(Source data)
*** Begin section ***

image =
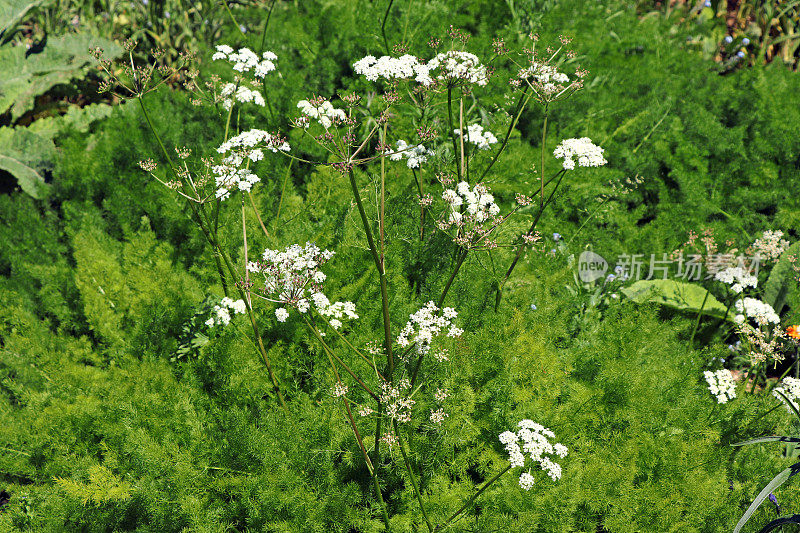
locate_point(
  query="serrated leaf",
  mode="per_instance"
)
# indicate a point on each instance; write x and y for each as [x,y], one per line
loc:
[62,59]
[676,295]
[28,179]
[776,482]
[26,156]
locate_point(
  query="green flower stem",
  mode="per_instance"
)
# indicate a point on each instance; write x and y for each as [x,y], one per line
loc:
[699,316]
[412,478]
[379,265]
[460,261]
[347,342]
[205,225]
[194,209]
[521,103]
[521,246]
[372,472]
[541,168]
[472,499]
[450,127]
[383,27]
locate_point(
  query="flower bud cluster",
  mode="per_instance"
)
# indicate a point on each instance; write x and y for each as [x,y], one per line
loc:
[426,324]
[721,384]
[390,68]
[761,312]
[790,388]
[737,277]
[535,440]
[247,146]
[292,277]
[321,110]
[221,315]
[770,245]
[456,67]
[587,153]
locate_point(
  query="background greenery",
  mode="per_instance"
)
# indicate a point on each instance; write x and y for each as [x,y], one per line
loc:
[116,416]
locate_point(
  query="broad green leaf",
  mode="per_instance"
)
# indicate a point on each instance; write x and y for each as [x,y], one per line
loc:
[28,179]
[776,482]
[776,438]
[26,155]
[62,59]
[12,12]
[76,117]
[675,294]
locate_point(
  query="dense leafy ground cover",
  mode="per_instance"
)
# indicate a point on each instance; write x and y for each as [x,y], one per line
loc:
[120,410]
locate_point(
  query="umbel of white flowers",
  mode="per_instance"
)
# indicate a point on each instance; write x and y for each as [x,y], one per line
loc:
[292,277]
[535,440]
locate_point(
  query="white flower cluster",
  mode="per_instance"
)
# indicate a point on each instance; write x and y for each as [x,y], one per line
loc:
[480,203]
[416,155]
[247,146]
[535,440]
[398,403]
[221,315]
[245,60]
[761,312]
[737,277]
[390,68]
[477,136]
[789,387]
[546,79]
[293,277]
[721,384]
[426,324]
[240,93]
[770,245]
[458,66]
[324,112]
[587,153]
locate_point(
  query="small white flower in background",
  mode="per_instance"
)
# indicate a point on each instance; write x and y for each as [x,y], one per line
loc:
[721,384]
[456,66]
[477,136]
[761,312]
[395,397]
[480,203]
[390,68]
[426,324]
[737,277]
[292,277]
[244,148]
[789,387]
[245,60]
[535,441]
[416,155]
[281,314]
[221,314]
[322,111]
[339,390]
[587,153]
[526,481]
[438,416]
[770,245]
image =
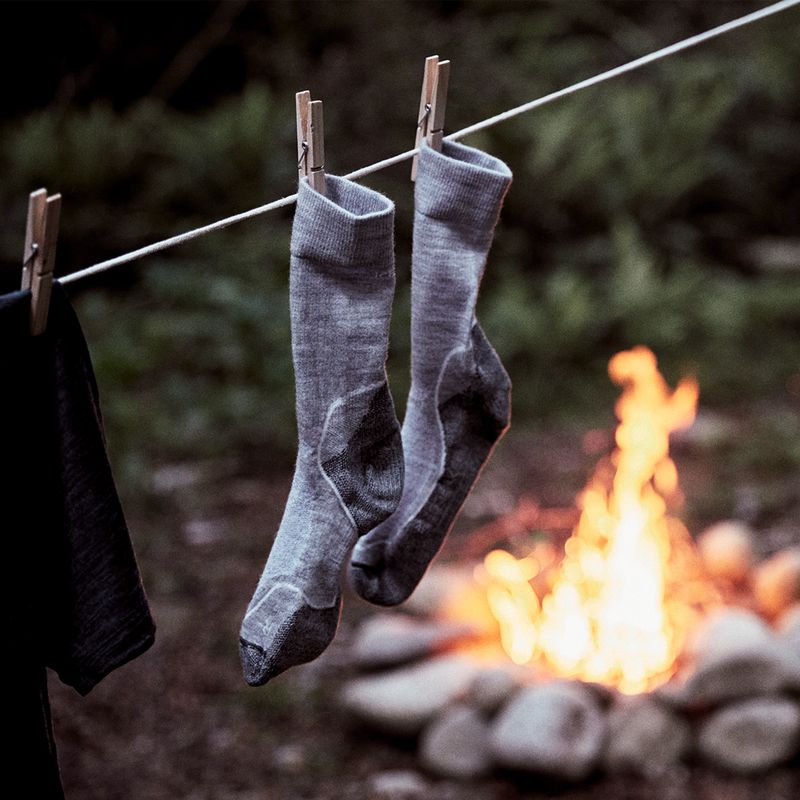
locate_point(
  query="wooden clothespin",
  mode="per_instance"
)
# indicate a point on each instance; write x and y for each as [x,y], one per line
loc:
[310,140]
[41,235]
[432,105]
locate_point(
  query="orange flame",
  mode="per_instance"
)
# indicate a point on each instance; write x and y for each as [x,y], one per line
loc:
[617,609]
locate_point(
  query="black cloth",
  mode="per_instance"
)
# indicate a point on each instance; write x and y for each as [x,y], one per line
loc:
[72,594]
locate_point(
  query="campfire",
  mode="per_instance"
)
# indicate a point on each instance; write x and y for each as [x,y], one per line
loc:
[599,639]
[618,608]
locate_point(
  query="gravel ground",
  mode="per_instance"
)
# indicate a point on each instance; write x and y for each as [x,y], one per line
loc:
[179,722]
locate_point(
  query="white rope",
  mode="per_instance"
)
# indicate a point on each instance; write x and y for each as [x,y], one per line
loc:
[181,238]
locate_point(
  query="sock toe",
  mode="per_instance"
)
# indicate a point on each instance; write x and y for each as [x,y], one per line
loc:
[304,632]
[255,664]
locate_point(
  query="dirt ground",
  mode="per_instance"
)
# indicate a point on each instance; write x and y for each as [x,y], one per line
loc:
[179,722]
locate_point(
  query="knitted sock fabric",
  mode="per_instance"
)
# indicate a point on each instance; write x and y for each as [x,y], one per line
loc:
[459,404]
[349,470]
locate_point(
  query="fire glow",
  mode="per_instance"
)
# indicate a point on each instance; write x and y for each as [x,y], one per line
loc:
[618,607]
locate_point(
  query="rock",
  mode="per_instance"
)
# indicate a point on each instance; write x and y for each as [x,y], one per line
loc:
[736,656]
[727,550]
[776,582]
[401,702]
[491,688]
[556,728]
[727,630]
[397,785]
[386,640]
[456,744]
[751,736]
[645,737]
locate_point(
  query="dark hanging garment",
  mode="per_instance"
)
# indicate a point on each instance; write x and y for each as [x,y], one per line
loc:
[71,590]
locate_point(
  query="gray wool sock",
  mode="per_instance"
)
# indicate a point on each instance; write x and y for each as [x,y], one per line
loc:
[349,470]
[459,404]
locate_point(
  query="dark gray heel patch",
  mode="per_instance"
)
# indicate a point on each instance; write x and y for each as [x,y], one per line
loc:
[367,470]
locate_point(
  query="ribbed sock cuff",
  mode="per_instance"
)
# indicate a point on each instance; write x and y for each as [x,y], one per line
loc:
[461,185]
[350,226]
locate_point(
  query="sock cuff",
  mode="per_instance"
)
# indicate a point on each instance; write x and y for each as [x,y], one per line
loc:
[350,225]
[461,185]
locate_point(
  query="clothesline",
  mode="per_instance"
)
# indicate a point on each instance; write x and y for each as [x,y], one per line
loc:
[677,47]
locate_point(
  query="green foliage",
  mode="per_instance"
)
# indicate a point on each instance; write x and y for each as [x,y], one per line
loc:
[629,220]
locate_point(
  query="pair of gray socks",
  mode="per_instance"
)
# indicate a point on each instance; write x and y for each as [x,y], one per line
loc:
[358,480]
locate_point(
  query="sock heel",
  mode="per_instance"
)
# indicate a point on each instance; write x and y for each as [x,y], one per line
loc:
[366,468]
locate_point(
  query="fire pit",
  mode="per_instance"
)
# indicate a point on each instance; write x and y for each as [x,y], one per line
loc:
[622,646]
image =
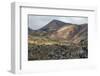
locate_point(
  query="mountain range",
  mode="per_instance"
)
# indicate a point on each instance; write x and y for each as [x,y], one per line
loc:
[62,31]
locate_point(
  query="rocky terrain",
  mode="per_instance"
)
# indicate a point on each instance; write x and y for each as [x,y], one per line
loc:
[58,40]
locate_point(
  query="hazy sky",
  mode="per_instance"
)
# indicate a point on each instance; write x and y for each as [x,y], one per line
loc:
[37,22]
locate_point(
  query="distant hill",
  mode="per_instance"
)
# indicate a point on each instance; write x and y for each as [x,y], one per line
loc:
[62,31]
[53,26]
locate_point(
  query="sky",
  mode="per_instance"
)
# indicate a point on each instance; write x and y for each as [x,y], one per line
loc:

*** End section ***

• Work task
From the data, collect all lines where the string "gray" appears.

• Task output
  query="gray wool sock",
  query="dark gray heel patch",
  query="pair of gray socks",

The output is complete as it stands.